Dr. Anthony Fauci given added security after threats and 'fervent admirers'
Anthony Fauci, who leads research into infectious diseases at the National Institutes of Health. (AFP)

Dr. Anthony Fauci was nothing more than a run-of-the-mill infectious-diseases expert at the National Institutes of Health until the coronavirus hit and he was brought into the task force. Now he's getting threats against his life.

Americans might be dodging the contagious COVID-19 but Dr. Fauci is facing an additional threat, the Washington Post reported Wednesday. As a result, he's been giving security protection while he's trying to save lives.

"The concerns include threats as well as unwelcome communications from fervent admirers, according to people with knowledge of deliberations inside the Department of Health and Human Services and the Department of Justice," the report said, with disturbing detail.

Fauci is one of the many medical advisers for President Donald Trump. While he was initially ignored by the president's team, he ultimately gained the president's respect and confidence. Along with Dr. Deborah Birx, Fauci has fact-checked leaders giving incorrect information and advocated for social-distancing.

His latest news is of the horrific model showing the extent to which the coronavirus is expected to spread and the lives it will claim.

"The exact nature of the threats against him was not clear. Greater exposure has led to more praise for the doctor but also more criticism," wrote the Post. "Alex Azar, the HHS secretary, recently grew concerned about Fauci’s safety as his profile rose and he endured more vitriolic criticism online, according to people familiar with the situation. In recent weeks, admirers have also approached Fauci, asking to him sign baseballs, along with other acts of adulation. It was determined that Fauci should have a security detail. Azar also has a security detail because he is in the presidential line of succession."

The U.S. Marshals deputized agents to to serve as protection for the physician, according to the HHS inspector general.

(Collected data)

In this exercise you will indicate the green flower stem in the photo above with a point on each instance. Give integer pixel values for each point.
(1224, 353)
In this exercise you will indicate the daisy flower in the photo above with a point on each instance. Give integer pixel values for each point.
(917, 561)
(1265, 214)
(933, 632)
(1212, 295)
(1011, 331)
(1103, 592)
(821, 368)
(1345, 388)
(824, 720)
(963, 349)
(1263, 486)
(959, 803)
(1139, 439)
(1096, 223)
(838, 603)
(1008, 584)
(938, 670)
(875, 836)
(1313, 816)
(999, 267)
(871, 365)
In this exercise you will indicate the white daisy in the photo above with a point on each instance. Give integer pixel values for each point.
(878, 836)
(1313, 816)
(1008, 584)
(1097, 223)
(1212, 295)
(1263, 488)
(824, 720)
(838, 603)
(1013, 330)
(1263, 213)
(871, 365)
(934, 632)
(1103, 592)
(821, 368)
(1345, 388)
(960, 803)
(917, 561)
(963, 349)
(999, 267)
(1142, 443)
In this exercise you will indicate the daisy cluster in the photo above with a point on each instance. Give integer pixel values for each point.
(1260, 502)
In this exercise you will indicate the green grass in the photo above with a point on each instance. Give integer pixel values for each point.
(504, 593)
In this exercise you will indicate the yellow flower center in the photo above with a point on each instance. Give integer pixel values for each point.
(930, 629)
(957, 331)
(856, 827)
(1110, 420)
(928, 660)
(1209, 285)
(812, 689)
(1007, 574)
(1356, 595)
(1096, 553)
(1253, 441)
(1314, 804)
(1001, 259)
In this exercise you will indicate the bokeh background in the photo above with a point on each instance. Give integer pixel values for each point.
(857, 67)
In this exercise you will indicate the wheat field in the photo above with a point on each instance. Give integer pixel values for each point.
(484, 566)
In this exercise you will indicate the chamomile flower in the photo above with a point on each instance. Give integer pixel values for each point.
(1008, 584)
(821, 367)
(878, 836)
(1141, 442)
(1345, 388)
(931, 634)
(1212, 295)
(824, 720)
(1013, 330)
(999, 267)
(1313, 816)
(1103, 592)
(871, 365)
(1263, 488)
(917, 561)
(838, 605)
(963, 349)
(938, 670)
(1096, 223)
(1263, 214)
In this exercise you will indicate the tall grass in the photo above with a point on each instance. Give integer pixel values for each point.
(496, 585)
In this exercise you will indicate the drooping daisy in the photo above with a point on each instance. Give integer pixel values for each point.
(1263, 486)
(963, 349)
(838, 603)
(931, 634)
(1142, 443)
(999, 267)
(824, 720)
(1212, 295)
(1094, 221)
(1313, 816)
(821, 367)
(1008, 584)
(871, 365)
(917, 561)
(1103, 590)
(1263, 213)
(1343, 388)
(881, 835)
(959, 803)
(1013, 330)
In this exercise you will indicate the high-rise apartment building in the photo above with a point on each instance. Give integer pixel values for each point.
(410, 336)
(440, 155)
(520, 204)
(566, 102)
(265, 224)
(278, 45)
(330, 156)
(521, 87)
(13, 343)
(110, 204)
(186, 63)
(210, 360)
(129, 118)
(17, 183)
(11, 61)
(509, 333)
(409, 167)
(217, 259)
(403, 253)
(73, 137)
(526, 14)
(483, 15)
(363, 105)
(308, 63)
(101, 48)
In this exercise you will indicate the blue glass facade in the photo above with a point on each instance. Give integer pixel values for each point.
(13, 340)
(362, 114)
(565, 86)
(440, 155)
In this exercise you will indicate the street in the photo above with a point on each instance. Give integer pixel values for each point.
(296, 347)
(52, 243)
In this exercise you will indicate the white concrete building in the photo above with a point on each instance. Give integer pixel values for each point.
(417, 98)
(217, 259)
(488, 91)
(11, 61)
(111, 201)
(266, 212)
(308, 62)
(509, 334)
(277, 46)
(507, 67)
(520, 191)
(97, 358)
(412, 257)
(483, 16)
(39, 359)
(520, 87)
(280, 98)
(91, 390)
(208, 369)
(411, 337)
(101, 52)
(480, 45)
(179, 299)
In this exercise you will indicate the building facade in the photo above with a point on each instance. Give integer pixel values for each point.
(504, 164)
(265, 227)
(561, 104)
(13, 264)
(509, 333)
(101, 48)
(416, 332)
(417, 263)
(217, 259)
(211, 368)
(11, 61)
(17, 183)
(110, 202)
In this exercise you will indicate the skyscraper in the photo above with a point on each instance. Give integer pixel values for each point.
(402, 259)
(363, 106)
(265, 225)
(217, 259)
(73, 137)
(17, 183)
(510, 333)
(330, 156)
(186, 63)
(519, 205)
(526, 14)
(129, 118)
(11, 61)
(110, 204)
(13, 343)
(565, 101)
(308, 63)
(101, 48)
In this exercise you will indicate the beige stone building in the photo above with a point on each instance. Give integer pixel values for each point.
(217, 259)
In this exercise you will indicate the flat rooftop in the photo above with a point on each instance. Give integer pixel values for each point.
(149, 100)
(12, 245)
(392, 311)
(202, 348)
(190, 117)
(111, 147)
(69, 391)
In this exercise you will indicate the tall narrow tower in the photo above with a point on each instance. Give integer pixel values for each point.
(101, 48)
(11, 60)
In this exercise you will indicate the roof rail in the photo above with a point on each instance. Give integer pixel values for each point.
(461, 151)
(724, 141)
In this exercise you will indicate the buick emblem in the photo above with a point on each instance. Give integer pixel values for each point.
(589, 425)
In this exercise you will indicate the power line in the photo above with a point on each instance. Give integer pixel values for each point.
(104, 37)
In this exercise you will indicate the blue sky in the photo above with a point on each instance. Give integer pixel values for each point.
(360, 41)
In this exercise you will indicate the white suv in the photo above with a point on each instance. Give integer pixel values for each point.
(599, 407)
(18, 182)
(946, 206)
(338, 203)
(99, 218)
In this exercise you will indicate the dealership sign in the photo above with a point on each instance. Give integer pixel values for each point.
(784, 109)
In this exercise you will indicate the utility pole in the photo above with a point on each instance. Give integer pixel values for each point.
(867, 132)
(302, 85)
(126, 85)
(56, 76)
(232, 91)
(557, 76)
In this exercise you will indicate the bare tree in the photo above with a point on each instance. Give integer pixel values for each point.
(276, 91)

## WORK ITEM
Rewrite the Fauci security article from "Americans might be" up to and including "advocated for social-distancing.", putting "Justice Department" wherever "Department of Justice" appears.

## OUTPUT
Americans might be dodging the contagious COVID-19 but Dr. Fauci is facing an additional threat, the Washington Post reported Wednesday. As a result, he's been giving security protection while he's trying to save lives.

"The concerns include threats as well as unwelcome communications from fervent admirers, according to people with knowledge of deliberations inside the Department of Health and Human Services and the Justice Department," the report said, with disturbing detail.

Fauci is one of the many medical advisers for President Donald Trump. While he was initially ignored by the president's team, he ultimately gained the president's respect and confidence. Along with Dr. Deborah Birx, Fauci has fact-checked leaders giving incorrect information and advocated for social-distancing.